Oleh: H. Agus Jaya, Lc. M.Hum

Ustadz Ponpes al Ittifaqiah dan Dosen STITQI Indralaya Ogan Ilir Sumatera Selatan

 

Sebagai kewajiban bagi setiap muslim, Shalat memegang peranan penting yang tidak tergantikan, yaitu satu diantara rukun Islam dan memegang peranan sebagai tiang agama. Rasulullah saw bersabda: Islam dibangun di atas lima pondasi, bersaksi bahwa tiada tuhan selain Allah dan nabi Muhammad adalah utusan Allah, mendirikan shalat, menunaikan zakat, berhaji dan berpuasa pada bulan Ramadhan. (HR. Bukhari). Pokok semua urusan adalah Islam, dan tiang (agama) Islam itu adalah shalat serta puncak ibadahnya adalah jihad di jalan Allah swt (HR.Tirmidzi)

Selain itu, shalat merupakan ritual ibadah yang bisa mencegah perbuatan keji dan mungkar dan meningkatkan kualitas iman dari mengetahui bersama Allah swt menjadi menghadirkan rasa bersama Allah. Allah swt berfirman:Dirikanlah shalat, sesungguhnya shalat itu mencegah perbuatan keji dan mungkar. (QS. al-Ankabut: 45).Dan “… dirikanlah shalat untuk mengingat-Ku” (QS. Thaha: 14).

Urgensi shalat ini sangat tampak dari hadits Rasulullah saw yang menegaskan bahwa shalat adalah perbuatan pertama yang dihisab oleh Allah swt. Rasulullah saw bersabda: Perbuatan hamba yang pertama kali dihisab pada hari kiamat adalah shalat, jika shalatnya benar maka ia beruntung dan selamat, dan jika shalatnya rusak maka ia sia-sia dan merugi. (HR. Tirmidzi)

Demikian juga kemuliaan shalat tampak dengan jelas ketika Allah swt menjadikannya sebagai pembuka dari perbuatan-perbuatan baik sekaligus menjadi penutupnya. (QS. Al-Mu’minun: 1-11).

Perhatian Islam terhadap shalat sangat luar biasa, hingga perintah shalat tetap berlaku dimanapun berada dan bagaimanapun kondisinya baik dalam kondisi mukim maupun dalam perjalanan, dalam kondisi aman maupun perang, tanpa bisa di “korupsi” sedikitpun. Hanya tekhnis shalat yang bisa berubah sesuai situasi dan kondisi, baik dengan berdiri sempurna bagi yang mampu, duduk, berbaring dan isyarat mata, lalu jika masih tidak mampu melakukan shalat dengan isyarat maka saatnya untuk dishalatkan.

Namun tidak semua shalat akan tampil sebagai penghalau kemaksiatan. Hanya Qiyam as-Shalat atau shalat yang dibangun dengan seluruh aspek bangunannya yang akan berfungsi sebagai pencegah maksiat dan kemungkaran. Shalat yang bukan hanya dikerjakan akan tetapi di serap nilai-nilai pendidikannya untuk kemudian diaplikasikan dalam kehidupan sehari-hari.

Tugas singkat 1:
Menurut tulisan tentang shalat ini, mengapa shalat memegang peranan penting yang tidak tergantikan? Jelaskan dalam satu sampai tiga kalimat.
Tugas singkat 2:
Ubah daftar di antara baris yang memuat "the airplane silhouette" dan baris yang memuat "[(192, 191), (311, 158), (295, 160)]", termasuk kedua baris itu, menjadi CSV dua kolom bernama teks dan jawaban. Taruh setiap isian dalam tanda kutip dan ganti jeda barisnya dengan spasi.

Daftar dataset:
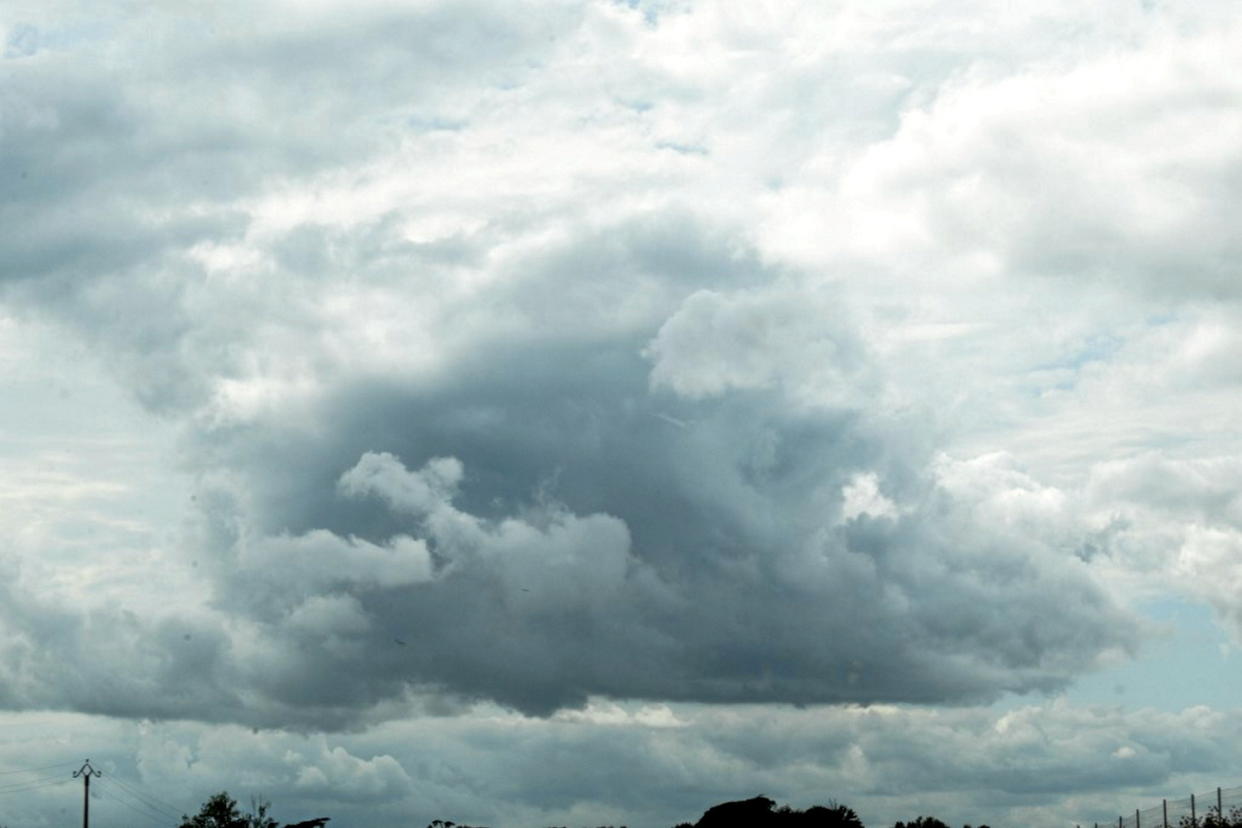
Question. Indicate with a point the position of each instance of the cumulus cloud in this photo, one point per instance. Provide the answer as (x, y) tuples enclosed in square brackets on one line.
[(601, 359)]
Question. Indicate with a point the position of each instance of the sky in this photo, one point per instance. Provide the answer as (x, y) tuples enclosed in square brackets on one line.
[(584, 412)]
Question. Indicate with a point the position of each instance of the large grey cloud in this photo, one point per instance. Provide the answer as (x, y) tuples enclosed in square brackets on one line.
[(1043, 765), (496, 379)]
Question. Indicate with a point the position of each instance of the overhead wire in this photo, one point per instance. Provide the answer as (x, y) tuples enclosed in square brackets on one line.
[(149, 798), (143, 810), (32, 786), (32, 770)]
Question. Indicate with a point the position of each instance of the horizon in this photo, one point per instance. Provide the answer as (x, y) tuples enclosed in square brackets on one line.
[(580, 412)]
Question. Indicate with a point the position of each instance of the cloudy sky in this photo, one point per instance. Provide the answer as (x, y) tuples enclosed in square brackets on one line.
[(579, 411)]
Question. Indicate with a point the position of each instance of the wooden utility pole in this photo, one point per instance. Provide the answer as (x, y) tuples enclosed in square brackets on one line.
[(86, 772)]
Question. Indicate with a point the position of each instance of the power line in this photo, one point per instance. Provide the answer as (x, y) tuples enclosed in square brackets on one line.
[(149, 798), (32, 770), (32, 786), (154, 816), (32, 783)]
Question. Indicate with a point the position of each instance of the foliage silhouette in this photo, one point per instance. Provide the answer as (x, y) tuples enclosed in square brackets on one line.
[(760, 812), (220, 811)]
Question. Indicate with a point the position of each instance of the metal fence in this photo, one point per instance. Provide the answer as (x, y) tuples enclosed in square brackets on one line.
[(1219, 808)]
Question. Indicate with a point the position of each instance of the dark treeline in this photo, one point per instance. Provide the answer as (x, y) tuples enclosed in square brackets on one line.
[(221, 811), (761, 812)]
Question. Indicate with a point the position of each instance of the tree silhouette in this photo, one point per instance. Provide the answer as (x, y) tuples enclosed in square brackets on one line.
[(220, 811)]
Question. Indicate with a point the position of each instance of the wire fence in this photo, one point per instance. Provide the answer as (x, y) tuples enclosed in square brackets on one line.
[(1219, 808)]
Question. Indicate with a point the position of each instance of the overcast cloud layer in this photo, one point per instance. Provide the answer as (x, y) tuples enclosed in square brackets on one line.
[(504, 361)]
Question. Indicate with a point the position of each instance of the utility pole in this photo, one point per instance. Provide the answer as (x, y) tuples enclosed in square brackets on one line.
[(86, 772)]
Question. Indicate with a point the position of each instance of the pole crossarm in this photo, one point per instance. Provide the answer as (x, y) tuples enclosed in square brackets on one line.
[(86, 772)]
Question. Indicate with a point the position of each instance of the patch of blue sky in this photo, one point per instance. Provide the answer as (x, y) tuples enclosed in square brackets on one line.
[(1191, 663)]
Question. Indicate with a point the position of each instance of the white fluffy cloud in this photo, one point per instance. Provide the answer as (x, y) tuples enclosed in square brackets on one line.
[(381, 359)]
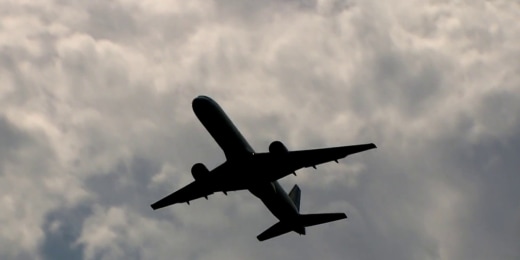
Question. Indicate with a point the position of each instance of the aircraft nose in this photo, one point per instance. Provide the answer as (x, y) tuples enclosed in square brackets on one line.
[(201, 103)]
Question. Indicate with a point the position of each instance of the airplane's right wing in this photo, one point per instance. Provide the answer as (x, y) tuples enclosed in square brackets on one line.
[(190, 192), (310, 158), (295, 160)]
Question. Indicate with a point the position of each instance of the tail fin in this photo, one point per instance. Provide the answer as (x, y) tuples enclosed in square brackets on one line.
[(295, 194), (308, 220)]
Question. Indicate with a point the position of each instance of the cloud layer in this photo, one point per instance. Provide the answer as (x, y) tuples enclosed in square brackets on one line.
[(96, 124)]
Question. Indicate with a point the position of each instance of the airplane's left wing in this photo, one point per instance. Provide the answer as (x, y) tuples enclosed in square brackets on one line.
[(192, 191)]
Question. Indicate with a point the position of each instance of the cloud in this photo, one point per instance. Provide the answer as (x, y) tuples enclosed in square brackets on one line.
[(96, 124)]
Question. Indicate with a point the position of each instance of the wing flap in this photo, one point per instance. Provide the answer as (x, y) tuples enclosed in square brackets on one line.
[(190, 192), (310, 158)]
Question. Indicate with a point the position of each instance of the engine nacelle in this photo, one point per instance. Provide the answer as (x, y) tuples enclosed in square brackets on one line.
[(199, 171), (278, 148)]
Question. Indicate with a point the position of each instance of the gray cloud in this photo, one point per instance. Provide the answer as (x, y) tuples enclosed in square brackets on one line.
[(97, 123)]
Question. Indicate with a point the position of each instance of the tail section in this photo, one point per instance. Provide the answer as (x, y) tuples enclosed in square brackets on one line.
[(295, 195), (308, 220), (299, 224)]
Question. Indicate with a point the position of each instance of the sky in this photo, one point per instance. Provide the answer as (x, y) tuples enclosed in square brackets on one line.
[(96, 124)]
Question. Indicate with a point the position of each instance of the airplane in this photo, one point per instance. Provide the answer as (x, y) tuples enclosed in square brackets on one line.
[(244, 169)]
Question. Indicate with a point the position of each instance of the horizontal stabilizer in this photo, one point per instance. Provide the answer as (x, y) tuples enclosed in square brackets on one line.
[(277, 229), (316, 219), (299, 225)]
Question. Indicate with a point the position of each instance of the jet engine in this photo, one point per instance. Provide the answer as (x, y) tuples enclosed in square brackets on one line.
[(278, 148), (199, 171)]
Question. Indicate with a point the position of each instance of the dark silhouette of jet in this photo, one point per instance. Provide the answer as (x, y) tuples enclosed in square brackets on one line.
[(244, 169)]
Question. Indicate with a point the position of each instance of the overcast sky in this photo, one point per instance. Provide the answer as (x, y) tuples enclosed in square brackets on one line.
[(96, 124)]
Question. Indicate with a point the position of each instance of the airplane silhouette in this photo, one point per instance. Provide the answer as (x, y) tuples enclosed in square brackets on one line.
[(244, 169)]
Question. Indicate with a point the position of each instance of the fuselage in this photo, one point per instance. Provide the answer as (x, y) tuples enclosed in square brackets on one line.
[(239, 163)]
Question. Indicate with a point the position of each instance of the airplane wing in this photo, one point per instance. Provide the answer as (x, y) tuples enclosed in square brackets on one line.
[(192, 191), (311, 158), (295, 160)]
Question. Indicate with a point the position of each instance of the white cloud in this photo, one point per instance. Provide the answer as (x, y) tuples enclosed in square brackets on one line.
[(96, 113)]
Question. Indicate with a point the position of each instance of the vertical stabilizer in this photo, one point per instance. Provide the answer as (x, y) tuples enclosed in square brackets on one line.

Jawaban tertulis 1:
Shalat memegang peranan yang tidak tergantikan karena merupakan salah satu rukun Islam dan berperan sebagai tiang agama. Hal ini didasarkan pada hadits bahwa Islam dibangun di atas lima pondasi, termasuk mendirikan shalat, serta hadits bahwa tiang agama Islam adalah shalat.

Jawaban tertulis 2:
teks,jawaban
"Question. Indicate with a point the position of each instance of the airplane silhouette in this photo, one point per instance. Provide the answer as (x, y) tuples enclosed in square brackets on one line.","[(244, 169)]"
"Question. Indicate with a point the position of each instance of the fuselage in this photo, one point per instance. Provide the answer as (x, y) tuples enclosed in square brackets on one line.","[(239, 163)]"
"Question. Indicate with a point the position of each instance of the airplane wing in this photo, one point per instance. Provide the answer as (x, y) tuples enclosed in square brackets on one line.","[(192, 191), (311, 158), (295, 160)]"